What you need to do | Render the entries as a two-column CSV with headers entry_text and answer, starting at the beginning of the entries and continuing through the line containing "point(193, 155)". Write one row per entry, with its text and its answer each in a single quoted field and any line breaks within a field replaced by spaces.

▼▼▼

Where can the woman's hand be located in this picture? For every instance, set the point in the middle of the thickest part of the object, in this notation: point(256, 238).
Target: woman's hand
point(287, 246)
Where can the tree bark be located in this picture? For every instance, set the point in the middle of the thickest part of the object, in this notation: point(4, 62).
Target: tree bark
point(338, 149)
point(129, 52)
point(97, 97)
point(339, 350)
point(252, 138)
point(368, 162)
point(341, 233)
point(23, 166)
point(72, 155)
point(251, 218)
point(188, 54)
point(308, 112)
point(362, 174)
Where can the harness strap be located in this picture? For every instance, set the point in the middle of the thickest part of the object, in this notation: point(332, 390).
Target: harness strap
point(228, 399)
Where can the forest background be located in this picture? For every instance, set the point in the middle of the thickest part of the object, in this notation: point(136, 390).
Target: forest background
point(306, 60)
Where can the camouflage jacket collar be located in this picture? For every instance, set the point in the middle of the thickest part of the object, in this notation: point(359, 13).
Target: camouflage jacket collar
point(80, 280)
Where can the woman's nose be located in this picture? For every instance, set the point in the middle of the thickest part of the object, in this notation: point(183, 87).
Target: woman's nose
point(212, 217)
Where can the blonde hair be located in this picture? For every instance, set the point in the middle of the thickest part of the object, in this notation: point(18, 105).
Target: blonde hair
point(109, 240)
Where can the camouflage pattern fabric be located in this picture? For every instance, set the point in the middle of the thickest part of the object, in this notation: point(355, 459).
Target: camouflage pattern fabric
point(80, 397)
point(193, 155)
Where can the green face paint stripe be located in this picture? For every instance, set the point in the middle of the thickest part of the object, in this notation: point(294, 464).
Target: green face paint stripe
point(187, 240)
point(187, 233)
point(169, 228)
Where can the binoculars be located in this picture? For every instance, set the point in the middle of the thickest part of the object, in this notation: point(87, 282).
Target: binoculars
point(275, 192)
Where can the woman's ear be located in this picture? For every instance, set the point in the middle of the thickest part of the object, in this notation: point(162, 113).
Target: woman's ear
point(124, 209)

▲▲▲

Written answer |
entry_text,answer
"Where can the woman's hand be located in this picture? For every instance, set the point in the middle of the thickest part of the object, in this notation: point(256, 238). Target: woman's hand","point(287, 246)"
"Where can the tree bark be located in this picture? For every instance, set the point in the middle of the thickest part of the object, in this notation: point(4, 62). Target: tree bark","point(338, 149) point(129, 52) point(97, 97) point(339, 350) point(252, 138) point(368, 162) point(341, 233) point(23, 166) point(72, 155) point(251, 218) point(188, 54) point(308, 112) point(362, 174)"
"Where can the harness strap be located in this picture? For every instance, set the point in the middle of the thickest part of the object, in this notation: point(332, 390). Target: harness strap","point(228, 399)"
"Where can the forest background be located in this picture? For every instance, set the point in the middle of the thickest part of the object, in this notation: point(136, 390). Target: forest background","point(306, 60)"
"Where can the camouflage jacket collar be located in this picture? For every instance, set the point in the middle of the thickest part of the object, in this notation: point(359, 13). Target: camouflage jacket collar","point(80, 280)"
"Where can the woman's nose be located in this picture? For every instance, set the point in the middle of the thickest part of the object, in this notation: point(183, 87). Target: woman's nose","point(212, 217)"
"Where can the blonde hair be located in this picture? For every instance, set the point in the middle of the thickest part of the object, in this notation: point(18, 105). Target: blonde hair","point(109, 240)"
"Where can the camouflage pattern fabric be located in this picture? For every instance, set the point in the middle of the thickest part of the object, in this notation: point(355, 459). Target: camouflage pattern fabric","point(80, 397) point(193, 155)"